## Written task:
Rewrite the rows below, replacing "with a single dot" with "with one marker" wherever it occurs and leaving every other part as it is.

#### Given information

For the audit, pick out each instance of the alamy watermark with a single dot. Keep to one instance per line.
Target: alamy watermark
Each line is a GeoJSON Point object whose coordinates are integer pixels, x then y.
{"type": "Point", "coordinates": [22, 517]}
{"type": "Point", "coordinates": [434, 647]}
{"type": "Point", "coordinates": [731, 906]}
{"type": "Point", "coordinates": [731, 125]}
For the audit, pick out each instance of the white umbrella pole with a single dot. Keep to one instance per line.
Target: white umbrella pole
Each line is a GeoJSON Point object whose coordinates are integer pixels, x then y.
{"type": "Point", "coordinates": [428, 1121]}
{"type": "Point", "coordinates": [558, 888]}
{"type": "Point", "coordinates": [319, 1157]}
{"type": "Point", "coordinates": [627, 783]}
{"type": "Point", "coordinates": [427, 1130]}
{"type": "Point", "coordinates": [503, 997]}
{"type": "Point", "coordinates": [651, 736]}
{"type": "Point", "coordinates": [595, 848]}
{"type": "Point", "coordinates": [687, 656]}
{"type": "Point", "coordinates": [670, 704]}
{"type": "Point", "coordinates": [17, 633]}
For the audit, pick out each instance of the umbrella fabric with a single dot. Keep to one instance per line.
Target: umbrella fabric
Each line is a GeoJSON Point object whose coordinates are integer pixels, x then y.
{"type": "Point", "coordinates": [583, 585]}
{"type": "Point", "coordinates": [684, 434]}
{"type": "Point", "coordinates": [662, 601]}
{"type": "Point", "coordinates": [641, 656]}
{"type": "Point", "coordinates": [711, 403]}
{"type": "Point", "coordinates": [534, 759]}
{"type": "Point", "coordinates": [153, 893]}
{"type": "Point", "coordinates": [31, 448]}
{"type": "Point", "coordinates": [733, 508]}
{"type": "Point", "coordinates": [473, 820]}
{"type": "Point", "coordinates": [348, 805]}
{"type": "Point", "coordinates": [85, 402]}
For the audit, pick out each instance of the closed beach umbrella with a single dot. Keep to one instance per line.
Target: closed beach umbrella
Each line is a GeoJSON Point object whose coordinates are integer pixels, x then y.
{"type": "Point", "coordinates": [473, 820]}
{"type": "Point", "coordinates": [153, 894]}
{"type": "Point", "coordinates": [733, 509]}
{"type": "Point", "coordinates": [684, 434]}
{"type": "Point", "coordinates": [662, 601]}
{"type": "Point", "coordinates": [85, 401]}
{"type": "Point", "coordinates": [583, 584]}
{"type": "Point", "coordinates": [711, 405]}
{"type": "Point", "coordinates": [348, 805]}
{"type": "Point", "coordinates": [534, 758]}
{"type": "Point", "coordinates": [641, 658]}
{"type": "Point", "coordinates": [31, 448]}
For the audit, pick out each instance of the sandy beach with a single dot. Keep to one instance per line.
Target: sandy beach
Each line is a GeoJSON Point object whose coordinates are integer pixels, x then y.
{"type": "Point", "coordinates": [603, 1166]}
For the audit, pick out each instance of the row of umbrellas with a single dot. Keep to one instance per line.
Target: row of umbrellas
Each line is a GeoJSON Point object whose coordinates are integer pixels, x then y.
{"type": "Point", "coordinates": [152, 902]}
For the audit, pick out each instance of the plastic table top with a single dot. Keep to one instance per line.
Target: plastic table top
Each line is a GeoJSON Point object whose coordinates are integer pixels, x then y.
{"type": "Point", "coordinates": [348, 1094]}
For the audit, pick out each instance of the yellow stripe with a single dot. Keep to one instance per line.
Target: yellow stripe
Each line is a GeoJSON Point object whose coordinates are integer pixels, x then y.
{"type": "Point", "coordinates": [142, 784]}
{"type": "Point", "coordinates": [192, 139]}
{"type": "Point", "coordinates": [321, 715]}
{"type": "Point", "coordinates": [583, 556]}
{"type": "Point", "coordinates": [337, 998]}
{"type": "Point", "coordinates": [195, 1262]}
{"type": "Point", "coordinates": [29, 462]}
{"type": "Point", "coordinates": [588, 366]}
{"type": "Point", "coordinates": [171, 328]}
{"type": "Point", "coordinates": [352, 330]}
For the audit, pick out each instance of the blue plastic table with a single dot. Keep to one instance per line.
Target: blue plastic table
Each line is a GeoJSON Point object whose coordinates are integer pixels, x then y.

########

## Response to the task:
For the audit, pick out each instance of the alamy watermark with one marker. Keep to one instance per line.
Target: alamy watermark
Each line is a GeoJSON Point object whose coordinates are integer pixels, x then y.
{"type": "Point", "coordinates": [22, 517]}
{"type": "Point", "coordinates": [434, 647]}
{"type": "Point", "coordinates": [731, 906]}
{"type": "Point", "coordinates": [731, 125]}
For the audit, pick out each instance of the white umbrella pole with one marker. Keep to one instance per line.
Target: white umbrella pole
Each line is a GeoJSON Point object whose coordinates are integer pixels, x then y.
{"type": "Point", "coordinates": [428, 1121]}
{"type": "Point", "coordinates": [558, 888]}
{"type": "Point", "coordinates": [319, 1157]}
{"type": "Point", "coordinates": [627, 783]}
{"type": "Point", "coordinates": [427, 1130]}
{"type": "Point", "coordinates": [503, 997]}
{"type": "Point", "coordinates": [651, 736]}
{"type": "Point", "coordinates": [595, 848]}
{"type": "Point", "coordinates": [687, 656]}
{"type": "Point", "coordinates": [670, 704]}
{"type": "Point", "coordinates": [17, 633]}
For the audit, pick out each instance of the umbrella fabric with one marker. Keep to one instance per line.
Target: umbrella fabric
Each line is a GeoJSON Point object whose coordinates are integer pixels, x then y.
{"type": "Point", "coordinates": [583, 585]}
{"type": "Point", "coordinates": [684, 434]}
{"type": "Point", "coordinates": [662, 601]}
{"type": "Point", "coordinates": [641, 656]}
{"type": "Point", "coordinates": [711, 403]}
{"type": "Point", "coordinates": [534, 759]}
{"type": "Point", "coordinates": [153, 893]}
{"type": "Point", "coordinates": [31, 448]}
{"type": "Point", "coordinates": [733, 508]}
{"type": "Point", "coordinates": [473, 820]}
{"type": "Point", "coordinates": [348, 805]}
{"type": "Point", "coordinates": [85, 402]}
For the audit, pick out each instance of the closed beach umbrella with one marker. Keep to one instance per line.
Target: closed beach umbrella
Each line is a GeoJSON Point object whose coordinates are integer pixels, x then y.
{"type": "Point", "coordinates": [473, 820]}
{"type": "Point", "coordinates": [153, 894]}
{"type": "Point", "coordinates": [733, 509]}
{"type": "Point", "coordinates": [684, 434]}
{"type": "Point", "coordinates": [662, 601]}
{"type": "Point", "coordinates": [85, 401]}
{"type": "Point", "coordinates": [583, 584]}
{"type": "Point", "coordinates": [711, 405]}
{"type": "Point", "coordinates": [348, 805]}
{"type": "Point", "coordinates": [534, 758]}
{"type": "Point", "coordinates": [641, 658]}
{"type": "Point", "coordinates": [31, 448]}
For the audit, pick out each instance of the sandy beach with one marker. Keep to one instance per line.
Target: sandy beach
Each line is a GeoJSON Point object whose coordinates are integer pixels, x then y.
{"type": "Point", "coordinates": [603, 1166]}
For the audit, pick out each instance of the row of umbrellas with one marker. Keep to one instance per line.
Target: row of umbrellas
Each line is a GeoJSON Point object whose coordinates are integer pixels, x then y.
{"type": "Point", "coordinates": [152, 902]}
For the audit, pick out each instance of the plastic table top with one marker. Keep to one instance per line.
Target: plastic table top
Each line is a GeoJSON Point object whose coordinates are integer pixels, x then y.
{"type": "Point", "coordinates": [348, 1094]}
For the audit, pick out each instance of the yellow stripe with one marker. Keep to one instance per line.
Target: yellow stripe
Each line is a GeoJSON Point object whose coordinates are integer pixels, x then y.
{"type": "Point", "coordinates": [142, 784]}
{"type": "Point", "coordinates": [192, 139]}
{"type": "Point", "coordinates": [321, 715]}
{"type": "Point", "coordinates": [583, 556]}
{"type": "Point", "coordinates": [337, 998]}
{"type": "Point", "coordinates": [195, 1262]}
{"type": "Point", "coordinates": [29, 462]}
{"type": "Point", "coordinates": [588, 366]}
{"type": "Point", "coordinates": [171, 328]}
{"type": "Point", "coordinates": [352, 330]}
For the audit, pick out each instance of the blue plastic table with one marker. Keep to one instance per line.
Target: blue plastic table
Each line is a GeoJSON Point object whose coordinates are integer pixels, x then y.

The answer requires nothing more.